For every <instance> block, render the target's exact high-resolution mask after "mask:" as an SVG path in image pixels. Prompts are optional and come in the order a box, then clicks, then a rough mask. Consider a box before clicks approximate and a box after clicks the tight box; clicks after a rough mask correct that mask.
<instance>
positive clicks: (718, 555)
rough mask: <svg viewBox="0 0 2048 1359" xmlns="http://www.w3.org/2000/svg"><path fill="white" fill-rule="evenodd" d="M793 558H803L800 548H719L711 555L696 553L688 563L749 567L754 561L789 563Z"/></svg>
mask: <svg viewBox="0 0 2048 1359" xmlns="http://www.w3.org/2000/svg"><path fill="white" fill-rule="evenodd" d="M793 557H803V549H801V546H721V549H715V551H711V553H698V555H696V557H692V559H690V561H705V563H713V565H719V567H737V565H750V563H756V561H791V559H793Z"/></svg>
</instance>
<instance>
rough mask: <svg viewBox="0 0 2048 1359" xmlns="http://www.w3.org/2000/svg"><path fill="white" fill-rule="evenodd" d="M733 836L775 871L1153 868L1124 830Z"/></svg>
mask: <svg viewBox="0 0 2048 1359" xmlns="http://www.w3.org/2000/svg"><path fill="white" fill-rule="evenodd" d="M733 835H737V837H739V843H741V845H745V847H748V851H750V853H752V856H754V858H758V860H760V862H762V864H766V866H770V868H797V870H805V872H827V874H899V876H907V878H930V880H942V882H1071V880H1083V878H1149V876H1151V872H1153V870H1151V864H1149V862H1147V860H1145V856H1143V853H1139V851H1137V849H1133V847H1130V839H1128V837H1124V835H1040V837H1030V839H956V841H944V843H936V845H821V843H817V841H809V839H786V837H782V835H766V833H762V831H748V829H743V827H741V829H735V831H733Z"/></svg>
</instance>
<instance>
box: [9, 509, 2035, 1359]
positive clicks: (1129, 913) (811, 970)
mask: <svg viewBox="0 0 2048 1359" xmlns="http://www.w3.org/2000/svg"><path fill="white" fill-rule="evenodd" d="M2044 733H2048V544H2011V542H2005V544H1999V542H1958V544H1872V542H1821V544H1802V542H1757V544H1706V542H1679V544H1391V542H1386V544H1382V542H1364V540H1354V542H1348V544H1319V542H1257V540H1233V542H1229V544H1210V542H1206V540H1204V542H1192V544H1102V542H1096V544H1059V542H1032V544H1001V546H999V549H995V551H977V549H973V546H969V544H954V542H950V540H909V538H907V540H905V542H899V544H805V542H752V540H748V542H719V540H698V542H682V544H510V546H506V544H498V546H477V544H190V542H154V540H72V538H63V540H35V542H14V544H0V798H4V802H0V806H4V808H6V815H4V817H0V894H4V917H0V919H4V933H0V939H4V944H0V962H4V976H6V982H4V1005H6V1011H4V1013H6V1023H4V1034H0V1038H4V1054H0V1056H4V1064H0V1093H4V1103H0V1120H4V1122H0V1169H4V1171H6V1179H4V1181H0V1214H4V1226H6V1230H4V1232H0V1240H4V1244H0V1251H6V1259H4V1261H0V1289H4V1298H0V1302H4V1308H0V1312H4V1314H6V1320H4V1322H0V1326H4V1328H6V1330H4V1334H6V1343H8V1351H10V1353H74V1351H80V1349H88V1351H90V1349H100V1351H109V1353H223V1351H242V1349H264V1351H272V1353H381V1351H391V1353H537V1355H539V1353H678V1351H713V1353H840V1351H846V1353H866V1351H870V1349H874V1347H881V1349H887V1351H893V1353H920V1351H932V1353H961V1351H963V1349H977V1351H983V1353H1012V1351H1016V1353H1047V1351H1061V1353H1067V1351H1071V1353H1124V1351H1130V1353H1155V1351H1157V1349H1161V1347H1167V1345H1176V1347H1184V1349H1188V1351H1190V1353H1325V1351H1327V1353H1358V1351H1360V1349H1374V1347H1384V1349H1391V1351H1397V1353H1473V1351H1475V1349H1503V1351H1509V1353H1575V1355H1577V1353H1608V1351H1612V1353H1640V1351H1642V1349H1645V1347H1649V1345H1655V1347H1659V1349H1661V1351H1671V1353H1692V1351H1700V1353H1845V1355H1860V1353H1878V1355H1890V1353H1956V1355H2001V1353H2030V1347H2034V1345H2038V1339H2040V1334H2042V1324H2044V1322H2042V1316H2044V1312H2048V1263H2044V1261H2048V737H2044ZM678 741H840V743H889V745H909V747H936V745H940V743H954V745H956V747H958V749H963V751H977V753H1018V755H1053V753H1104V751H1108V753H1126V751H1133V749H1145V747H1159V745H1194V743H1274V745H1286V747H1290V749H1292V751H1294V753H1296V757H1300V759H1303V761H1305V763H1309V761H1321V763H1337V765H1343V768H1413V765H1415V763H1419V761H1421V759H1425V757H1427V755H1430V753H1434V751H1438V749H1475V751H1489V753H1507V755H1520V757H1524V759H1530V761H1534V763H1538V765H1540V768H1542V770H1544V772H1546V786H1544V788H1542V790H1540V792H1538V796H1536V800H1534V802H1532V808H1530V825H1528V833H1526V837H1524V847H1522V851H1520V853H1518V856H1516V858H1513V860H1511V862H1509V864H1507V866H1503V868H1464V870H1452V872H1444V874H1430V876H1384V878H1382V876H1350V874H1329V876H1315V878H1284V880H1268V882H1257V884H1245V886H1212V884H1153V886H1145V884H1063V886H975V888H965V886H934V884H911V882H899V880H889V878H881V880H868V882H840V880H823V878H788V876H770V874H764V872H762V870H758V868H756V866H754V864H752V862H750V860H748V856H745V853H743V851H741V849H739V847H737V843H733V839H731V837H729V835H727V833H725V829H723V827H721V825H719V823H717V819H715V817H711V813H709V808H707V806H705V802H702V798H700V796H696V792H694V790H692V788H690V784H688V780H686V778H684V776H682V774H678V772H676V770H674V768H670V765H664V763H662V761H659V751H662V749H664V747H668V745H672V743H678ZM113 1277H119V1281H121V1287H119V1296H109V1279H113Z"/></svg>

* * * * * * * * *

AIM OF THE TASK >>
An exact copy of all the entries above is what is needed.

ANSWER AREA >>
For every <instance> block, render the target's exact high-resolution mask after "mask:" as an SVG path in image pixels. Prompts are optional and come in the order a box, then clicks, then a rough mask. Consider a box before clicks approximate and a box after clicks the tight box; clicks after a rough mask correct that mask.
<instance>
positive clicks: (718, 555)
rough mask: <svg viewBox="0 0 2048 1359" xmlns="http://www.w3.org/2000/svg"><path fill="white" fill-rule="evenodd" d="M793 558H803L800 548H719L711 555L696 553L688 563L749 567L754 561L789 563Z"/></svg>
mask: <svg viewBox="0 0 2048 1359" xmlns="http://www.w3.org/2000/svg"><path fill="white" fill-rule="evenodd" d="M793 557H803V549H801V546H721V549H715V551H711V553H698V555H696V557H692V559H690V561H705V563H713V565H719V567H737V565H750V563H756V561H791V559H793Z"/></svg>
</instance>
<instance>
rough mask: <svg viewBox="0 0 2048 1359" xmlns="http://www.w3.org/2000/svg"><path fill="white" fill-rule="evenodd" d="M733 836L775 871L1153 868L1124 830Z"/></svg>
mask: <svg viewBox="0 0 2048 1359" xmlns="http://www.w3.org/2000/svg"><path fill="white" fill-rule="evenodd" d="M733 835H737V837H739V843H741V845H745V847H748V851H750V853H752V856H754V858H758V860H760V862H762V864H766V866H770V868H797V870H805V872H827V874H899V876H907V878H930V880H942V882H1071V880H1083V878H1149V876H1151V872H1153V870H1151V864H1149V862H1147V860H1145V856H1143V853H1139V851H1137V849H1133V847H1130V839H1128V837H1124V835H1040V837H1030V839H956V841H944V843H936V845H821V843H817V841H809V839H786V837H782V835H766V833H762V831H748V829H743V827H741V829H735V831H733Z"/></svg>
</instance>
<instance>
box: [9, 509, 2035, 1359]
positive clicks: (1129, 913) (811, 970)
mask: <svg viewBox="0 0 2048 1359" xmlns="http://www.w3.org/2000/svg"><path fill="white" fill-rule="evenodd" d="M2044 733H2048V544H2011V542H2005V544H1999V542H1958V544H1872V542H1821V544H1802V542H1757V544H1706V542H1679V544H1391V542H1386V544H1382V542H1364V540H1354V542H1348V544H1319V542H1257V540H1233V542H1229V544H1210V542H1206V540H1204V542H1192V544H1102V542H1096V544H1059V542H1032V544H1001V546H999V549H995V551H977V549H973V546H969V544H954V542H950V540H909V538H907V540H905V542H899V544H805V542H752V540H748V542H719V540H698V542H682V544H510V546H506V544H498V546H477V544H190V542H154V540H72V538H63V540H35V542H14V544H0V798H4V802H0V806H4V808H6V815H4V817H0V894H4V917H0V919H4V933H0V939H4V944H0V962H4V976H6V982H4V1005H6V1011H4V1013H6V1023H4V1034H0V1038H4V1054H0V1056H4V1064H0V1093H4V1103H0V1120H4V1122H0V1169H4V1171H6V1179H4V1181H0V1214H4V1226H6V1230H4V1232H0V1240H4V1244H0V1251H6V1259H4V1261H0V1289H4V1298H0V1302H4V1308H0V1312H4V1314H6V1320H4V1322H0V1326H4V1328H6V1330H4V1334H6V1343H8V1351H10V1353H74V1351H80V1349H88V1351H90V1349H100V1351H109V1353H223V1351H242V1349H264V1351H272V1353H381V1351H391V1353H537V1355H539V1353H678V1351H713V1353H840V1351H846V1353H866V1351H870V1349H874V1347H881V1349H887V1351H893V1353H920V1351H932V1353H961V1351H963V1349H977V1351H983V1353H1012V1351H1016V1353H1047V1351H1061V1353H1067V1351H1071V1353H1124V1351H1130V1353H1155V1351H1157V1349H1161V1347H1167V1345H1176V1347H1184V1349H1188V1351H1190V1353H1325V1351H1327V1353H1358V1351H1360V1349H1374V1347H1384V1349H1391V1351H1397V1353H1473V1351H1475V1349H1503V1351H1509V1353H1575V1355H1577V1353H1608V1351H1612V1353H1640V1351H1642V1349H1645V1347H1649V1345H1655V1347H1659V1349H1661V1351H1671V1353H1692V1351H1700V1353H1845V1355H1860V1353H1878V1355H1890V1353H1956V1355H2001V1353H2030V1347H2034V1345H2038V1339H2040V1334H2042V1324H2044V1322H2042V1316H2044V1312H2048V1263H2044V1261H2048V737H2044ZM678 741H840V743H889V745H909V747H936V745H940V743H954V745H956V747H958V749H963V751H977V753H1018V755H1053V753H1104V751H1108V753H1126V751H1133V749H1145V747H1159V745H1194V743H1274V745H1286V747H1290V749H1292V751H1294V753H1296V757H1300V759H1303V761H1305V763H1309V761H1321V763H1337V765H1343V768H1413V765H1415V763H1419V761H1421V759H1425V757H1427V755H1430V753H1434V751H1438V749H1475V751H1489V753H1507V755H1520V757H1524V759H1530V761H1534V763H1538V765H1540V768H1542V770H1544V772H1546V786H1544V788H1542V790H1540V792H1538V796H1536V800H1534V802H1532V808H1530V825H1528V833H1526V837H1524V847H1522V851H1520V853H1518V856H1516V858H1513V860H1511V862H1509V864H1507V866H1503V868H1464V870H1452V872H1444V874H1430V876H1384V878H1382V876H1350V874H1329V876H1315V878H1284V880H1268V882H1257V884H1245V886H1212V884H1153V886H1145V884H1063V886H975V888H965V886H934V884H911V882H899V880H889V878H881V880H868V882H840V880H823V878H788V876H770V874H764V872H762V870H758V868H756V866H754V864H752V862H750V860H748V856H745V853H743V851H741V849H739V847H737V843H733V839H731V837H729V835H727V833H725V829H723V827H721V825H719V823H717V819H715V817H711V813H709V808H707V806H705V802H702V798H700V796H696V792H694V790H692V788H690V784H688V780H686V778H684V776H682V774H678V772H676V770H674V768H670V765H664V763H662V761H659V751H662V749H664V747H668V745H672V743H678ZM113 1277H119V1281H121V1287H119V1296H109V1279H113Z"/></svg>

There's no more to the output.